Excerpt:
I updated to arrow v11.0.0.2 yesterday and noticed that the identical workflows are loading files 50-60x slower.
A benchmark are selectively choosing 200 columns from a (3400 rows x 16000 column dataset, each column containing two text attributes)
~300ms with 9.0.0
~17000ms using v11.0.0.2.
If I save the file I read from v9 saving with v11, then re-read with v11, it's the same , ~17 seconds
On the mac (M1 10-core) it's about 12 seconds.
I understand there are some significant changes under the hood with c++ under the v10 updates but based on the update notes no action would be required for doing anything fancy with ubuntu (I have gcc v9.4) or mac (clang v13).
Any idea what's going on? We store thousands of parquet files so wondering if we should avoid >= v11.
Sorry if this is mislabeled as a bug, but it seems like one to me as I havent changed anything else but systems meet the requirements.
library(arrow)
library(microbenchmark)
# fake data, 3500x16000 with attributes
test_data <- as.data.frame(
lapply(setNames(1:16000, paste0("col", 1:16000)), function(x) {
col <- sample(c(1:5, NA), 3500, replace = TRUE)
levels(col) <- paste("level", 1:4)
attr(col, "text") <- "test question text"
col
})
)
# write out the file somewhere
file <- "~/Desktop/test_data_v9.parquet"
### using arrow 9.0.0
packageVersion('arrow')
arrow::write_parquet(test_data, file)

Record set:

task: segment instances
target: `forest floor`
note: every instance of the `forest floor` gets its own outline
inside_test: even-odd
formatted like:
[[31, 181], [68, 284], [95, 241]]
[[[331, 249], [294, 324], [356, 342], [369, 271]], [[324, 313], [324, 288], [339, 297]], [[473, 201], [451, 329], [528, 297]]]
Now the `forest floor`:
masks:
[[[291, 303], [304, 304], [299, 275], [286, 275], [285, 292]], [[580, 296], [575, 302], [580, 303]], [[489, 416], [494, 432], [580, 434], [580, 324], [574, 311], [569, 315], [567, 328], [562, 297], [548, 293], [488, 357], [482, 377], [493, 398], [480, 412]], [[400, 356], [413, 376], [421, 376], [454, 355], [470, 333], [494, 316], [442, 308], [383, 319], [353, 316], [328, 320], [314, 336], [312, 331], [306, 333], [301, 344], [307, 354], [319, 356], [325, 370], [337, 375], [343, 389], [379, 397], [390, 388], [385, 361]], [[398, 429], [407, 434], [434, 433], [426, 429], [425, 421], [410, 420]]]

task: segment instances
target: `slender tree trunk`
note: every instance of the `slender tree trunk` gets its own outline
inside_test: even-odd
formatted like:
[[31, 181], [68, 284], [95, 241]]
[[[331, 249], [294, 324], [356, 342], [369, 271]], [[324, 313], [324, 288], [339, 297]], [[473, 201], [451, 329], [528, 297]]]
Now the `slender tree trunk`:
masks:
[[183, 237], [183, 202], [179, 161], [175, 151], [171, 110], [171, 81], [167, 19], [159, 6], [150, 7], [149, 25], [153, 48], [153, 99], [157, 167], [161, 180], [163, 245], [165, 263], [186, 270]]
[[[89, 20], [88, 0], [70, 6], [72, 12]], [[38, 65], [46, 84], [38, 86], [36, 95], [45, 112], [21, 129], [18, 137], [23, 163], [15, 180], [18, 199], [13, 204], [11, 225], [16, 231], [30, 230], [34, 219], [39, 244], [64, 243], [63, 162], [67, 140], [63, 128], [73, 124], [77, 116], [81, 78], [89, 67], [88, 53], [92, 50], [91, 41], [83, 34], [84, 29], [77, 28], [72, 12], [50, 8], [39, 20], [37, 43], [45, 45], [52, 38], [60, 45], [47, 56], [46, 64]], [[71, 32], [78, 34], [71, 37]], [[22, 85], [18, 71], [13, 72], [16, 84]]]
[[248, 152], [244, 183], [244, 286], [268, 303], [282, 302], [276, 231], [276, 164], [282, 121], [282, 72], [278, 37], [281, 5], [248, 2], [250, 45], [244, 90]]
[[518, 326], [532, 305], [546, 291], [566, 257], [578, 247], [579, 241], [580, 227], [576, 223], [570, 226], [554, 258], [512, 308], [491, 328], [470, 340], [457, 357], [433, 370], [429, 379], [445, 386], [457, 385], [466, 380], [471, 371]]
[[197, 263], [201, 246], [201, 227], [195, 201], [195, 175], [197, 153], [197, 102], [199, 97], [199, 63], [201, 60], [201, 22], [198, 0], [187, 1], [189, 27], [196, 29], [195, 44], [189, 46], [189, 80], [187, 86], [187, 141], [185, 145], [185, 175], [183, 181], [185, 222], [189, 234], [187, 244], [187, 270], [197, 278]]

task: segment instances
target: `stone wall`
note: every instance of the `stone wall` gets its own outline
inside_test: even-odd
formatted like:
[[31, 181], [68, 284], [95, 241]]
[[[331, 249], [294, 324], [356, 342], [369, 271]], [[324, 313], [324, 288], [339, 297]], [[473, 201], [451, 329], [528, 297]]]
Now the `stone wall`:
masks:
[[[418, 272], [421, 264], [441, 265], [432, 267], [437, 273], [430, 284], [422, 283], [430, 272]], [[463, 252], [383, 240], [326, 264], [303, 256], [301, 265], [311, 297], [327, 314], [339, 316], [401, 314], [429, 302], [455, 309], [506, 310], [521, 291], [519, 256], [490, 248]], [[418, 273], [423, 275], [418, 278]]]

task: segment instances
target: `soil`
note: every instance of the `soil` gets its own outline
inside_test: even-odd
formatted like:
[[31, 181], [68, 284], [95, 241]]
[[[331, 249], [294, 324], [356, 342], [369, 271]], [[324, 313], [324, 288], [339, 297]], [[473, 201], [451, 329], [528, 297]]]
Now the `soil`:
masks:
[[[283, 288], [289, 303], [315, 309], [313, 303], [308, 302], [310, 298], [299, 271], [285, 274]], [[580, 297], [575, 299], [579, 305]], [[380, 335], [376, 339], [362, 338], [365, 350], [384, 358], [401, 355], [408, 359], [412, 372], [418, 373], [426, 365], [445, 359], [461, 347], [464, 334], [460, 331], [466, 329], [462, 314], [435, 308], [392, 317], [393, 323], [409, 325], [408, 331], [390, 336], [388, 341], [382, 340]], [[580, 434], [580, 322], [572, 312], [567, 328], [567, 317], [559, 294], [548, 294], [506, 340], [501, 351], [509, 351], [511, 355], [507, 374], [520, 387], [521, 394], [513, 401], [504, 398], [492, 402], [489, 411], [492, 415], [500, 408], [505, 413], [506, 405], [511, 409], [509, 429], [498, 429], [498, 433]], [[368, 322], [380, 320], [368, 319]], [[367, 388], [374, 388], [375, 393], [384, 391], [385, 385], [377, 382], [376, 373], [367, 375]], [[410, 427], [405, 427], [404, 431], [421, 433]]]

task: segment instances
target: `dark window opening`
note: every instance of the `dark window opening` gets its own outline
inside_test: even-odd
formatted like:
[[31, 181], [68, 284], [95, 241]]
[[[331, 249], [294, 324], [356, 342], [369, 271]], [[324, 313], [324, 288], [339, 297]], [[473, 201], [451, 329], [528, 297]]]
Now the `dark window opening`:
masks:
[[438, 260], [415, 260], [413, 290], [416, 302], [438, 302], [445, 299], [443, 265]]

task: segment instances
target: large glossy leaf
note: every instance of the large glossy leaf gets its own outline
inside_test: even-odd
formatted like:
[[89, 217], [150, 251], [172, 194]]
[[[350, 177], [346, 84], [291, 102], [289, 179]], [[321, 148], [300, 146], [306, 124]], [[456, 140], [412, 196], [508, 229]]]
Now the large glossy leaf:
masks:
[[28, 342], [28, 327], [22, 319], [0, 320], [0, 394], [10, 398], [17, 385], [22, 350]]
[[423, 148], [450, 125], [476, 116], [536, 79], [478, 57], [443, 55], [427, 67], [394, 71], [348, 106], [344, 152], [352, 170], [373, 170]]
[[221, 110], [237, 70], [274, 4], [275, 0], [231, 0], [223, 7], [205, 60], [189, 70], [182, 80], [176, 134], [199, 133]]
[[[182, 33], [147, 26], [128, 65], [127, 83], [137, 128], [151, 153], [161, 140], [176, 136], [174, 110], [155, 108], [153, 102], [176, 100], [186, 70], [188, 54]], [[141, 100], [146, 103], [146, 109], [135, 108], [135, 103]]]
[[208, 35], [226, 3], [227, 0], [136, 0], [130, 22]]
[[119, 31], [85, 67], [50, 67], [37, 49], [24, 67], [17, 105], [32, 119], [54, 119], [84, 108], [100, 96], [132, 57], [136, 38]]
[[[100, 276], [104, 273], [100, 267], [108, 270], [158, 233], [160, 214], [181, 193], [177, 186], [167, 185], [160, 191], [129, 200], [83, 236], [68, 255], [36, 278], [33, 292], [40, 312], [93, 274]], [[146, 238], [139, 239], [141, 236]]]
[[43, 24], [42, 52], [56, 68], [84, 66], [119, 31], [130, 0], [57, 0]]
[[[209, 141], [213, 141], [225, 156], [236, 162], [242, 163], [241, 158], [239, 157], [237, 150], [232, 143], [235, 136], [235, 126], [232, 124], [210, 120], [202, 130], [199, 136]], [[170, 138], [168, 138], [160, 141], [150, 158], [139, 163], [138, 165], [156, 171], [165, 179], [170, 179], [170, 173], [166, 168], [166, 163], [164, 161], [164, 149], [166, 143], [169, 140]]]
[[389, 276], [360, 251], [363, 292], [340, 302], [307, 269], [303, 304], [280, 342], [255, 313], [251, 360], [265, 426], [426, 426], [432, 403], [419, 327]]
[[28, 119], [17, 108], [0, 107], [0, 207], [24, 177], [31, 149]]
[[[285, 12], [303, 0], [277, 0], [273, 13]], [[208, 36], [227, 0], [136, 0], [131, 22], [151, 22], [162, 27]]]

Exercise task 1: Retype the part of the arrow slowdown post that opens with the words containing "Any idea what's" and closes with "library(microbenchmark)".
Exercise task 2: List every timing figure given in the arrow slowdown post.
Exercise task 3: In the arrow slowdown post, which gcc version does the writer have on Ubuntu?
The material plays no part in this.

Solution 1:
Any idea what's going on? We store thousands of parquet files so wondering if we should avoid >= v11.
Sorry if this is mislabeled as a bug, but it seems like one to me as I havent changed anything else but systems meet the requirements.
library(arrow)
library(microbenchmark)

Solution 2:
~300ms
~17000ms
~17 seconds
about 12 seconds

Solution 3: gcc v9.4